— WORK TO BE COMPLETED —
Extend the forum thread on what piranhas can be fed, picking up immediately after its final line.

— PASSAGE GIVEN —

>> Begin

# What I Can And Cannot Feed The A Piranha?



## Guest (Feb 10, 2011)

Maybe a dumb question... but this site is hard for me to search on.

Can piranhas eat beef??? chicken??? what fish do I stay away from? Thanks in advance.


----------



## Tensa (Jul 28, 2008)

best foods to feed are pellets, white fish fillets, shrimp, etc. stay away from red meats and red fish fillets.


----------



## Guest (Feb 10, 2011)

Alright... So pellets are like the staple of the diet???

What do they feed their piranhas at aquascape??? Thats where I am getting my piranha from so am I going to have to teach him to like pellets??? what kind of pellets???

and no chicken???

thanks a lot.


----------



## TJcali (Mar 27, 2009)

Cichlid Staple or cichlid gold are the one I give my P's and like Tensa said white fish filete and shrimp I also

like to soak there food in vitachem


----------



## Tensa (Jul 28, 2008)

c_granger21 said:


> Alright... So pellets are like the staple of the diet???
> 
> What do they feed their piranhas at aquascape??? Thats where I am getting my piranha from so am I going to have to teach him to like pellets??? what kind of pellets???
> 
> ...

>> End

— DATASET EXCERPT —
>> Begin

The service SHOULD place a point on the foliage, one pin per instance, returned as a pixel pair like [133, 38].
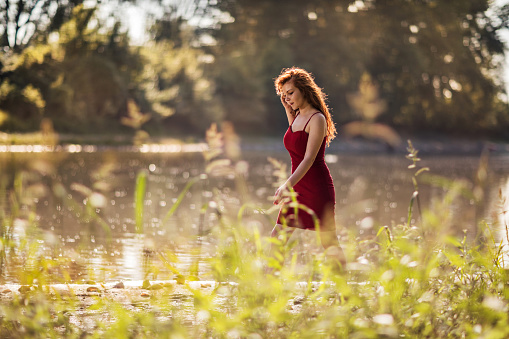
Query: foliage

>> End

— RESPONSE TO THE EXERCISE —
you would have to ask Pedro what he feeds them i cant comment on that as i dont know for sure. and pellets are a great choice as a main diet but sometimes it is hard to get serras on pellets so depending on what you get you may need to stuff the fillets and shrimp with pellets in order to get them to eat them. i personally would stay away from chicken but if you really want to feed it feed it to them as a treat like once a month. there are plenty of other options to keep the variety in their diet and not have to feed red meat and chicken.

which P did you order?


----------



## Guest (Feb 10, 2011)

ruby red spilo.

not dieng to feed them chicken.... its just I am going to make a bunch of packets of frozen vita soaked food... and gonna mix all the meat together..

how do you stuff the filets??? any good tips or just trial and error?


----------



## Tensa (Jul 28, 2008)

just trial and error really slice it enough to put a pellet or two in the cube of meat and that should do the trick.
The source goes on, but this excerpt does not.